- ESTRATTO DEL DOCUMENTO:
________________________
Per comprendere in profondità l’insegnamento di Giovanni Paolo II, comunque, è necessario ritornare alla sua prima enciclica, Redemptor hominis. È qui, infatti, che si ritrovano i punti essenziali a cui si è costantemente ispirato nella sua azione pastorale per imprimere al suo pontificato la forza e l’entusiasmo che lo hanno contraddistinto. Idea centrale che muoveva il pensiero di Giovanni Paolo II era la profonda fede che Cristo è il redentore dell’uomo. La sua opera di salvezza si estende dal Golgota per raggiungere ogni uomo in ogni tempo, senza distinzione alcuna. Come il suo sacrifìcio sulla croce ha raggiunto tutti, così nessuno può essere escluso dal suo amore. «L’uomo» scriveva il Papa «non può vivere senza amore. Egli rimane per sé stesso un essere incomprensibile, la sua vita è priva di senso, se non gli viene rivelato l’amore, se non si incontra con l’amore, se non lo sperimenta, se non lo fa proprio, se non vi partecipa vivamente» (Rh, n. 10). Se si vuole, è proprio questo amore che rivela la dimensione della salvezza e la redenzione dell’uomo dalla sua colpa. Se ci si apre all’amore di Cristo, allora si ritrova e recupera la grandezza che era stata perduta, la dignità dell’esistenza personale e il valore della propria partecipazione alla storia. La missione della Chiesa, quindi, è stata interpretata da Giovanni Paolo II in modo tale che ogni persona potesse indirizzare il proprio sguardo al volto di Cristo che rivela ed esprime l’amore trinitario di Dio.
________________________
- DATI FORNITI:
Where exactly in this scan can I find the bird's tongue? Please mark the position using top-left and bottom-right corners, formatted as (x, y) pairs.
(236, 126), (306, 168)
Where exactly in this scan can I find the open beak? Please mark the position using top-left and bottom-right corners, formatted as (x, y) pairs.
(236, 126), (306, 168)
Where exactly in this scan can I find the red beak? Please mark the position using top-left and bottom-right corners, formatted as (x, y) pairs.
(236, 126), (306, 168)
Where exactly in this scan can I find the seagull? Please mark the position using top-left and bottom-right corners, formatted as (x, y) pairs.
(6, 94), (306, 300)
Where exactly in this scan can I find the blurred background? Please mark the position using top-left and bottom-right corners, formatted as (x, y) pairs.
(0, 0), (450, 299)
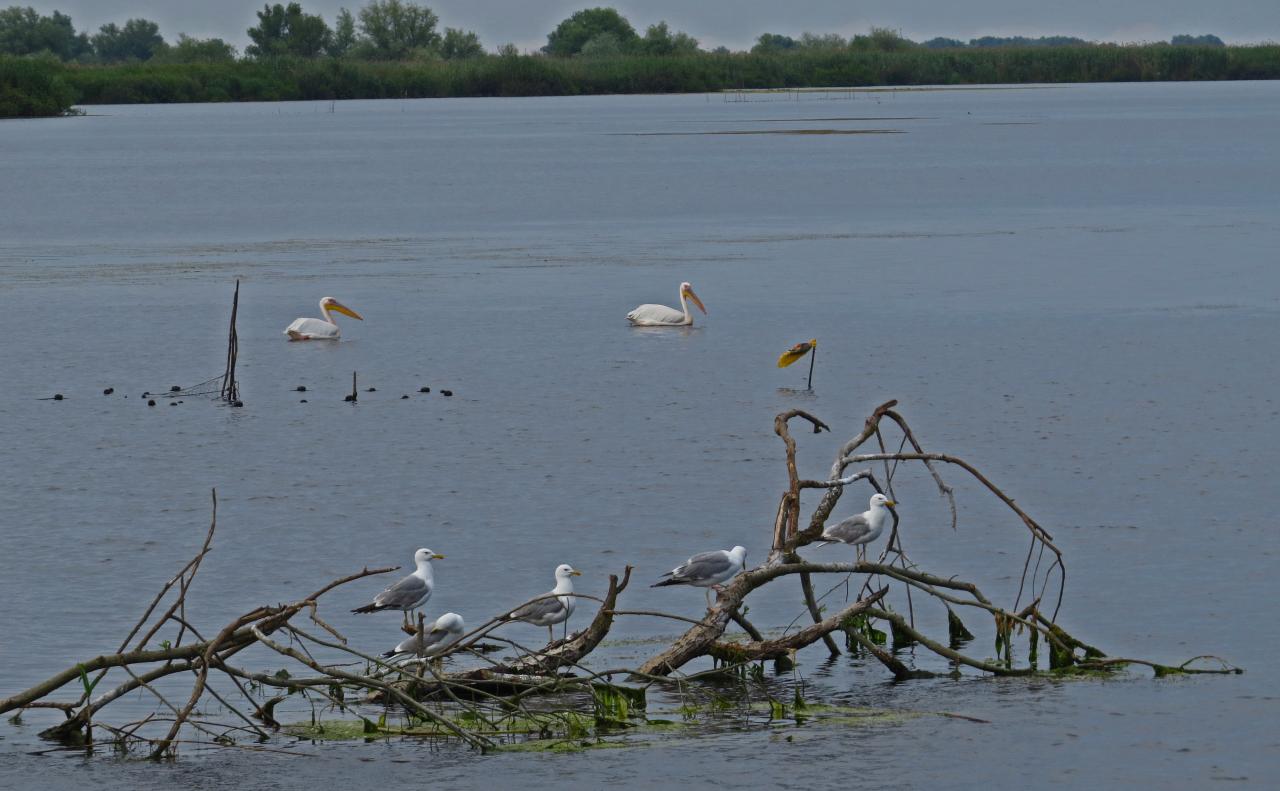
________________________
- CONSEGNA:
Prosegua il brano sull'insegnamento di Giovanni Paolo II nella Redemptor hominis, riprendendolo subito dopo la sua ultima frase.

- ESITO DELL'ESERCIZIO:
L’amore al centro
Amore è la parola che mantiene viva la Chiesa e che rende il suo messaggio e la sua missione permanentemente provocatori nel corso dei secoli. Non un amore desunto dall’esperienza umana né che si dileggia come espressione intellettuale, ma un amore vero, concreto, tangibile che ognuno può verifìcare se si pone dinanzi al volto di Gesù di Nazareth. D’altronde proprio sul tema del volto di Cristo Giovanni Paolo II ha voluto scrivere uno dei suoi documenti più conosciuti, Novo millennio ineunte, per corroborare la Chiesa nel suo cammino verso il terzo millennio: «La nostra testimonianza sarebbe insopportabilmente povera, se noi per primi non fossimo contemplatori del suo volto [...] mentre riprendiamo il cammino ordinario, portando nell’animo la ricchezza delle esperienze vissute in questo periodo specialissimo, lo sguardo resta più che mai fisso sul volto del Signore» (Nmi, n. 16). È questo il mistero che fino a oggi rende ogni credente responsabile del proprio battesimo e della condivisione con la missione della Chiesa. L’amore non può essere solamente annunciato, deve essere reso visibile e tangibile nella concretezza della sua natura. È per questo motivo che bisogna recuperare l’orizzonte della rivelazione; contrariamente, l’amore sarebbe sottoposto all’ambiguità del concetto e delle interpretazioni proprie del relativismo di oggi, come ha insegnato magistralmente Benedetto XVI nella sua enciclica Deus caritas est.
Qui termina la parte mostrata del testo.